EXCERPTED TEXT>
Tuesday, July 29, 2014
The Virgin of Small Plains
I love unreliable narrators. You're just reading along and all of a sudden you're like, what? So and so didn't mention THAT? How did that situation happen again? I also love mysteries and I also tend to lean towards more realistic fiction/mystery than the absurd. The Virgin of Small Plains by Nancy Pickard was my kind of book, until the last little bit. Then it took a turn into a ridiculous land and irritated me.
Description: Small Plains, Kansas, January 23, 1987: In the midst of a deadly blizzard, eighteen-year-old Rex Shellenberger scours his father’s pasture, looking for helpless newborn calves. Then he makes a shocking discovery: the naked, frozen body of a teenage girl, her skin as white as the snow around her. Even dead, she is the most beautiful girl he’s ever seen. It is a moment that will forever change his life and the lives of everyone around him. The mysterious dead girl–the “Virgin of Small Plains”–inspires local reverence. In the two decades following her death, strange miracles visit those who faithfully tend to her grave; some even believe that her spirit can cure deadly illnesses. Slowly, word of the legend spreads.
But what really happened in that snow-covered field? Why did young Mitch Newquist disappear the day after the Virgin’s body was found, leaving behind his distraught girlfriend, Abby Reynolds? Why do the town’s three most powerful men–Dr. Quentin Reynolds, former sheriff Nathan Shellenberger, and Judge, Tom Newquist–all seem to be hiding the details of that night?

DATA ENTRIES>

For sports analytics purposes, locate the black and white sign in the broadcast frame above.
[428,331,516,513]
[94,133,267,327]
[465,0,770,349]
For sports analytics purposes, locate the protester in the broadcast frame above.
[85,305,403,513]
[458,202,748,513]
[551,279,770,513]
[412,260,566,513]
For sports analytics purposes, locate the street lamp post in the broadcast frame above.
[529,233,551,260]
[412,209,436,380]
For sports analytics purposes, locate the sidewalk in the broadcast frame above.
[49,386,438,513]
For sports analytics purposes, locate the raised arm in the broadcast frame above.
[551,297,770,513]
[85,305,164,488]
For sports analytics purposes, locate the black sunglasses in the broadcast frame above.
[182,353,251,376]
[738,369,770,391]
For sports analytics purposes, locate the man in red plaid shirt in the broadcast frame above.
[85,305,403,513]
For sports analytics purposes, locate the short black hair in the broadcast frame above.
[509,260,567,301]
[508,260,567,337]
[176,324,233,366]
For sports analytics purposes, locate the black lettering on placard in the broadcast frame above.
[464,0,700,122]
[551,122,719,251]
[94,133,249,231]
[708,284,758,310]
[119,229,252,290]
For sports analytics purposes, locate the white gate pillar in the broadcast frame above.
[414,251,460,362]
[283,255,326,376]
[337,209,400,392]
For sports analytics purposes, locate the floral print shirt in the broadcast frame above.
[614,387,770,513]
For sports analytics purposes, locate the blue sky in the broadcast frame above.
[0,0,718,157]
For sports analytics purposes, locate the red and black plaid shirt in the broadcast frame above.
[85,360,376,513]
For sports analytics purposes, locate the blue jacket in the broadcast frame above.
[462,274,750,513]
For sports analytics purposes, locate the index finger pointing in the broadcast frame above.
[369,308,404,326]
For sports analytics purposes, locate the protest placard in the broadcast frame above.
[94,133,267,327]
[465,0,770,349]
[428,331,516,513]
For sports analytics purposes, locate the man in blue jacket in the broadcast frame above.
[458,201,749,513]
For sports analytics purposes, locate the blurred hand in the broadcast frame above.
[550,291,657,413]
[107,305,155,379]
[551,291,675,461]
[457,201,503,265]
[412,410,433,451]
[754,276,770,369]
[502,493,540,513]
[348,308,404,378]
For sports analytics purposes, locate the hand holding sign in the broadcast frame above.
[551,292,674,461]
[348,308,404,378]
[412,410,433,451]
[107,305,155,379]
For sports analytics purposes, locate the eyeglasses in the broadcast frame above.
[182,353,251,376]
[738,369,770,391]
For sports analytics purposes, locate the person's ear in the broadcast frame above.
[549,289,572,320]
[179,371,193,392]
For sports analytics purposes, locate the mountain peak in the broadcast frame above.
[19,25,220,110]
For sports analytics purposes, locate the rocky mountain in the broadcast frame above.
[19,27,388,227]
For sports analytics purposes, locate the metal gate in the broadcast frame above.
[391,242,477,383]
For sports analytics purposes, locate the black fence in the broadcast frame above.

SET TASK> In the book review, what is Rex Shellenberger looking for when he searches his father's pasture during the blizzard? The items have nothing to do with the book review.

THE SOLUTION> Helpless newborn calves.